Text excerpt:
Mascara/Massacre: Salvadoran Queerness Within and Beyond its Borders
Mascara/Massacre brings together two gender non-conforming poets with Salvadoran heritage: Nadie, a thirty-three-year-old from Soyapango, El Salvador and Christopher Soto AKA Loma, a twenty-seven-year-old Boricua-Salvadoran born and raised in Los Angeles, California. This interview is a rare opportunity for conversations between queer Salvadorans within and beyond its borders. It is also an opportunity to discuss the evolution of the poets’ queer identities and politics, queer literature, as well as the importance of queer narratives in (trans)national discourse.
Willy Palomo (WP): How do you identify? What have been some of the most important experiences that led to you understanding your queer identity?
Christopher Soto (CS): For gender and sexuality, I think the term “Queer” feels comfortable to me overall. Sometimes I also like “faggot” and “homosexual” and “gay” to describe my sexuality. Sometimes I also like “non-binary” or “agender” or “gender confused” to describe my gender
Nadie (N): I like to identify myself as “Nadie” (“Nobody” in English). It’s a flexible identity to exist in that includes integral aspects of my personality not solely centered on sexuality. During the first half of my twenties, I thought I was a “gay man,” because the cultural products I consumed (movies, television series, [almost all of which were from Europe or the United States]) instilled in me that it was the dissident identity that best described me; however, in my adulthood, I’ve come to realize that I don’t fit into those conventions. And sometimes, so that others may have the comfort of categorizing me, I describe myself as “gender fluid.” But that is not a question I need to answer very frequently, honestly.
WP: What’s your relationship to Salvadoran-ness?
CS: My family came to the U.S. undocumented before and after the Civil War in El Salvador. I was born in Southern California, with a very big and intimate Salvi family (my mother’s side). Have visited the country, never lived there, immersed in the culture that my family brought to the U.S. for my whole life.
N: I was born, raised, and currently live in El Salvador. On one hand, I feel really proud to be Salvadoran and to be able to experience a culture so rich that sometimes it seems like a secret that few people can appreciate in all its dimensions. On the other hand, I feel as if I have Stockholm syndrome.
WP: Loma, you, in particular, have wrestled with the cishet white gaze in your work. Do you feel like sad girl poems was successful in its negotiation of this gaze? What would you do differently? What worked well?
CS: I’m not sure what success would mean in this instance, as it pertains to literature negotiating the cishet white gaze. I partly want to veer away from the question and say that a lot of my energies right now are being spent internally- trying to understand anxiety and healing from domestic violence (and also healing from the violence of whiteness as it relates to gender, sexuality, etc.) but in this process, it has felt like very small internal movements for me. Im teaching myself how to breathe properly and how to exercise and how to eat and how to leave behind bad energies and people who aren’t invested in my well being. I think this is the type of success that is at the forefront of my mind at the moment, maybe because destroying the cishet white gaze feels so impossible at the moment, under this trump presidency. I believe that literature can bring many inequalities and atrocities and beauties to the forefront of people’s mind. I believe literature is a tool for social change, in the toolbox with public demonstration, voting, rioting, and all other forms of resistance. I’m just not sure how to calibrate success of literature or other protests, in combating such large issues like the cis het white gaze. The impact is there but it was in a chorus with other forms of resistance, and the impact is not always tangible or seen immediately.

Data lines:

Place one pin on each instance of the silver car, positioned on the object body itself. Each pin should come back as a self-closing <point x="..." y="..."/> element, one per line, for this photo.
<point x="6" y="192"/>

What this task involves: In the Mascara/Massacre interview, what English word does Nadie give as the meaning of "Nadie"?

Completed exercise: Nobody